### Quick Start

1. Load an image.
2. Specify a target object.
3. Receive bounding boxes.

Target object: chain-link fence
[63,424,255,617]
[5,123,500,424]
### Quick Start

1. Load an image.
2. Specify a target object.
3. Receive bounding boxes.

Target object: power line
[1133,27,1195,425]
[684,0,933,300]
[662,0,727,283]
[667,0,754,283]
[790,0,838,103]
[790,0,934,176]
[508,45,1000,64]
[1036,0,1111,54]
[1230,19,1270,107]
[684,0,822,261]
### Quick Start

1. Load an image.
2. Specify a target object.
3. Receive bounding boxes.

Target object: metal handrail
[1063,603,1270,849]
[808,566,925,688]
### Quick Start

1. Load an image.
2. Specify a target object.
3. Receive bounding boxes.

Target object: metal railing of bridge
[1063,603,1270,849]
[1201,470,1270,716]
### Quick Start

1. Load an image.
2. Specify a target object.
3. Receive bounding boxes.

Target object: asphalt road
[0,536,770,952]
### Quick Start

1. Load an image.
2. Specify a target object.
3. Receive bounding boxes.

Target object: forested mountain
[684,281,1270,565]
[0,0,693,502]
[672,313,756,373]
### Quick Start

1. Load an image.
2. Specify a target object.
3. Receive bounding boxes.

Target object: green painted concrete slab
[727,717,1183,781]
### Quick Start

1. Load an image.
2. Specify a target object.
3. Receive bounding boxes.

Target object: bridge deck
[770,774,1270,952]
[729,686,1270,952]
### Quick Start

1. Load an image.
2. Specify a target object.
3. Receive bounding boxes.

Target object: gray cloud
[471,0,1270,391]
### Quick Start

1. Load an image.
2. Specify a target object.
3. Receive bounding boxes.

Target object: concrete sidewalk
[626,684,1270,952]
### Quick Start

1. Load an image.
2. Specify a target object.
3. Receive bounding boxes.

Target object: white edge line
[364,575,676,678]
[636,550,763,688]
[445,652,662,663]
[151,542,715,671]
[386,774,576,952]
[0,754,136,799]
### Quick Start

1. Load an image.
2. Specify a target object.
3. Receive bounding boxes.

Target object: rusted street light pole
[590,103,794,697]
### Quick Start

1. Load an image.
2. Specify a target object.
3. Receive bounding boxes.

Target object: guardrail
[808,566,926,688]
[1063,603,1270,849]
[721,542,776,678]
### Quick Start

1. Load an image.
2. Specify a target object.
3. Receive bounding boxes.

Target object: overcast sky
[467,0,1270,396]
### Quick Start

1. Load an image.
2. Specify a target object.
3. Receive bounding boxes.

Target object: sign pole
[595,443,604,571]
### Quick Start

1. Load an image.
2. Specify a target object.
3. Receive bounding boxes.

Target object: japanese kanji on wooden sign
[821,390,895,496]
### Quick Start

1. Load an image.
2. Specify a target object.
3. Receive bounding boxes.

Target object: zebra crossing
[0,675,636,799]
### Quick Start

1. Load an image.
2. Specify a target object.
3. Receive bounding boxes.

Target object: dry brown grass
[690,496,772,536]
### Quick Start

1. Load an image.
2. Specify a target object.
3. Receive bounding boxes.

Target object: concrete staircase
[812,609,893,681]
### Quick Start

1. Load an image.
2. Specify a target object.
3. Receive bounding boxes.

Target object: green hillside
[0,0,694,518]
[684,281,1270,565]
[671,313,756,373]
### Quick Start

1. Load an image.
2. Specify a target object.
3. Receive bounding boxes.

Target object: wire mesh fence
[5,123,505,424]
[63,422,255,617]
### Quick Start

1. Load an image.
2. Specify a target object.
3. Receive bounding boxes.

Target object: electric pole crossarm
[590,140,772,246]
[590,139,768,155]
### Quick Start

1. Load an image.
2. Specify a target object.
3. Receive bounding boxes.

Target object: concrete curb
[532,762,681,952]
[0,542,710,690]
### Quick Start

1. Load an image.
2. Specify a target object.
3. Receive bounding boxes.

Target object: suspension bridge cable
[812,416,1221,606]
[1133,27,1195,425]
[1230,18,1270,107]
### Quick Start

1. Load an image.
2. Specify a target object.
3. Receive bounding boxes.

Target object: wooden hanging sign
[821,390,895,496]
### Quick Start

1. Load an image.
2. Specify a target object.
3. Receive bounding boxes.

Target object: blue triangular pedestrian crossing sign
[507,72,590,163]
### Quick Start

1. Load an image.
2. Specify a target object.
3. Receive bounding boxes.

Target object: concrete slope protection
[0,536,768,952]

==

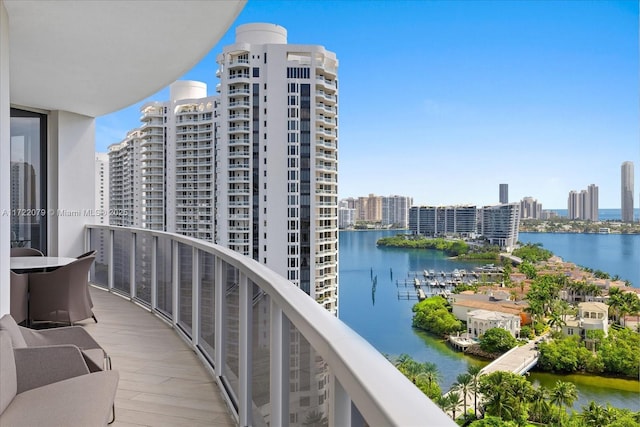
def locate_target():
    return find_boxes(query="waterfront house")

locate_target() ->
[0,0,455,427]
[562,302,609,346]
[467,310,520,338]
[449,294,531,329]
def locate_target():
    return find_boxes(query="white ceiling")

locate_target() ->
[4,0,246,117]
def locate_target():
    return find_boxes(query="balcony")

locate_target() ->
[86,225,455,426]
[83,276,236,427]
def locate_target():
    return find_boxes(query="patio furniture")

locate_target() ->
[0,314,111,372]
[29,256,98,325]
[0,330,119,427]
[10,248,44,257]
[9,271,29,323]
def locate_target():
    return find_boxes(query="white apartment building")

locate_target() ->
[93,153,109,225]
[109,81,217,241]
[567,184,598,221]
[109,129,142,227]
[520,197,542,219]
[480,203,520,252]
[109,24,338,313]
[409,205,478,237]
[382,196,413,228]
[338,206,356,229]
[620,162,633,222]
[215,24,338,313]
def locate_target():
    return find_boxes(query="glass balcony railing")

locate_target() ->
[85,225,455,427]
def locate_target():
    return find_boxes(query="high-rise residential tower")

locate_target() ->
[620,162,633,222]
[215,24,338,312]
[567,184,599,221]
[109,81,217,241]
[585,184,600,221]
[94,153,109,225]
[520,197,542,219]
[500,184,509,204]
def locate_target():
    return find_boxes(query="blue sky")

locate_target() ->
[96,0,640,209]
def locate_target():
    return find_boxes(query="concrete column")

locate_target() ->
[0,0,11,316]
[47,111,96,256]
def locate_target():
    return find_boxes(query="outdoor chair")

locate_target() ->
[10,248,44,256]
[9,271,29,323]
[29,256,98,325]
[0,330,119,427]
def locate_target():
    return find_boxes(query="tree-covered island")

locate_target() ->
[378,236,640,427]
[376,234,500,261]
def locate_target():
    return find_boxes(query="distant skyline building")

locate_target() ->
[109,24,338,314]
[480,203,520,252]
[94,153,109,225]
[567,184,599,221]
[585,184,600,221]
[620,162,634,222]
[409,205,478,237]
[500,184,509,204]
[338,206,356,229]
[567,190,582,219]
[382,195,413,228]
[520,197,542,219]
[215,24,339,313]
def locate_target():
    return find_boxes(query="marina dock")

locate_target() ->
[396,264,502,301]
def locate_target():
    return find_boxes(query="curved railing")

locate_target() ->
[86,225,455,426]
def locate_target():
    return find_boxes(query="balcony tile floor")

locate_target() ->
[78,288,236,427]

▶ _Prompt_
Please locate each line in the listing above that contains the word "blue" and copy those lines out. The match is case-sensitive.

▶ _Task result_
Target object: blue triangular pedestrian crossing sign
    return find_boxes(query="blue sky")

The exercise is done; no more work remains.